WHAT YOU SHOULD DO:
Quote all the rows below verbatim, leaving out the pictures.

Dataset entries:

--- begin ---

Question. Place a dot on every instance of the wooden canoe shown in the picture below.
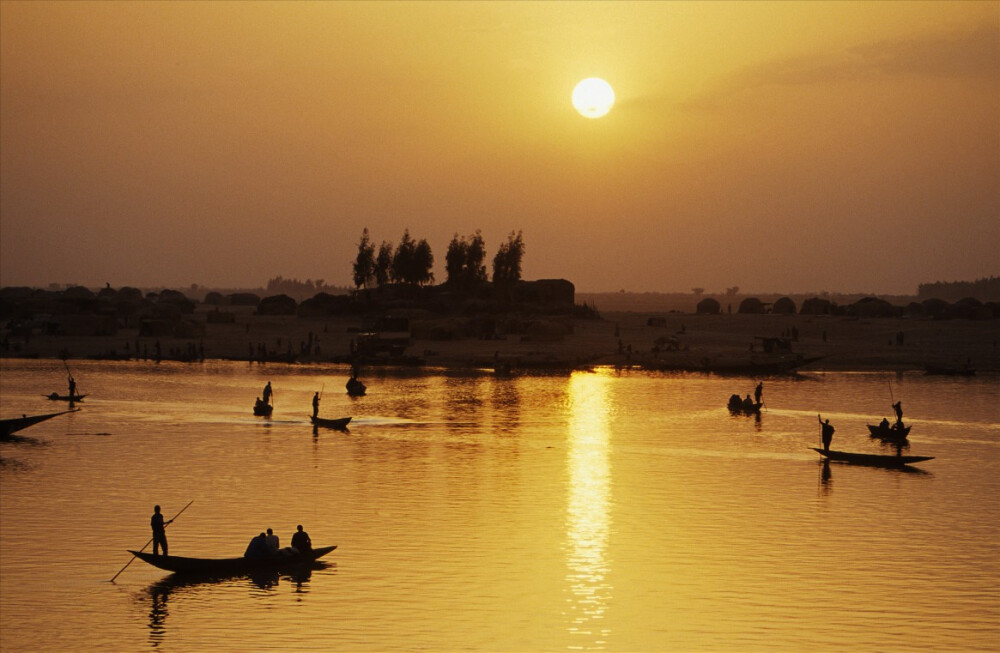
(9, 426)
(888, 432)
(872, 459)
(182, 565)
(339, 424)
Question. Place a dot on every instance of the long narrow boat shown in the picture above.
(889, 432)
(55, 396)
(872, 459)
(339, 424)
(182, 565)
(9, 426)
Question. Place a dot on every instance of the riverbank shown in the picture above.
(686, 341)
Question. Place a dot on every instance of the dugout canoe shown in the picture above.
(207, 566)
(888, 432)
(9, 426)
(55, 396)
(339, 424)
(872, 459)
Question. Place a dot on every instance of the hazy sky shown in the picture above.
(787, 147)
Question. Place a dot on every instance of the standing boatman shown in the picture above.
(827, 431)
(159, 530)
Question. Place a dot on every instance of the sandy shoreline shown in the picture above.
(668, 341)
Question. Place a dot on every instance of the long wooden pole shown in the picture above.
(150, 542)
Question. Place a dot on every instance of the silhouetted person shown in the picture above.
(301, 541)
(257, 547)
(159, 530)
(272, 541)
(827, 432)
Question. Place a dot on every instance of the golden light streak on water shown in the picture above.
(588, 518)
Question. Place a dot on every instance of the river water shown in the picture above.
(609, 510)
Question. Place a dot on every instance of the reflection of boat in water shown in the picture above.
(946, 370)
(55, 396)
(872, 459)
(9, 426)
(340, 423)
(889, 432)
(232, 566)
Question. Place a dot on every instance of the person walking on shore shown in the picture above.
(827, 432)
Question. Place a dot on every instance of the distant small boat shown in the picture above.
(945, 370)
(182, 565)
(888, 432)
(339, 424)
(737, 406)
(872, 459)
(55, 396)
(9, 426)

--- end ---

SOLUTION TO THIS EXERCISE:
Question. Place a dot on every instance of the wooden canoe shown in the picture below.
(9, 426)
(888, 432)
(872, 459)
(182, 565)
(339, 424)
Question. Place a dot on every instance of the long narrow boat shown in the picture above.
(889, 432)
(55, 396)
(872, 459)
(339, 424)
(182, 565)
(9, 426)
Question. Place a dot on every instance of the riverbank shown in the picture above.
(686, 341)
Question. Place a dot on every instance of the dugout canoe shown in the picture above.
(207, 566)
(888, 432)
(9, 426)
(55, 396)
(339, 424)
(872, 459)
Question. Place a dot on every instance of the hazy sky shown in the picture above.
(787, 147)
Question. Place a dot on every instance of the standing boatman shown in the picture above.
(827, 431)
(159, 530)
Question. Place a dot on every instance of the sandy shoreline shown in the picture above.
(668, 341)
Question. Place a dot on every instance of the long wooden pole shown in the picture above.
(150, 542)
Question. Place a dot on every instance of the silhouetted person shown in the picture above.
(301, 541)
(257, 547)
(159, 530)
(272, 541)
(827, 432)
Question. Place a dot on every instance of the golden light streak on water shown in the picture above.
(588, 518)
Question. Place a dot on every instance of the river water shown in the picture above.
(609, 510)
Question. Place a dot on every instance of the reflection of boat in water shown in the picture above.
(946, 370)
(55, 396)
(872, 459)
(9, 426)
(340, 423)
(889, 432)
(232, 566)
Question. Place a dot on every instance of the person walking on shore shown in the picture above.
(827, 432)
Question. Place a dot on every instance of the distant small boat shown in the picture above.
(945, 370)
(182, 565)
(888, 432)
(339, 424)
(737, 406)
(872, 459)
(55, 396)
(9, 426)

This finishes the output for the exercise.